◆ DO THIS ◆
Rewrite the material below so that "instance" becomes "occurrence" wherever it appears, keeping everything else the same.

◆ SUPPLIED INFORMATION ◆
════════════════

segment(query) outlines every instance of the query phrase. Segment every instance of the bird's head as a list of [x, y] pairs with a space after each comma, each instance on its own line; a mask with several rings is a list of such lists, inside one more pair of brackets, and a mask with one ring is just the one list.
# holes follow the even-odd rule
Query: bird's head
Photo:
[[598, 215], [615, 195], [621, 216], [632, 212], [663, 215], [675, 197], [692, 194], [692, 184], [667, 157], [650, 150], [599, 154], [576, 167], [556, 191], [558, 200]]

════════════════

◆ THE RESULT ◆
segment(query) outlines every occurrence of the query phrase. Segment every occurrence of the bird's head as a list of [x, y] pairs with a space after each comma, each occurrence on its own line; a mask with several rings is a list of such lists, inside one more pair of brackets, and a mask with one ring is just the one list.
# holes follow the even-odd rule
Query: bird's head
Photo:
[[598, 215], [615, 195], [621, 216], [632, 212], [663, 215], [675, 197], [692, 194], [692, 184], [667, 157], [650, 150], [599, 154], [576, 167], [556, 191], [558, 200]]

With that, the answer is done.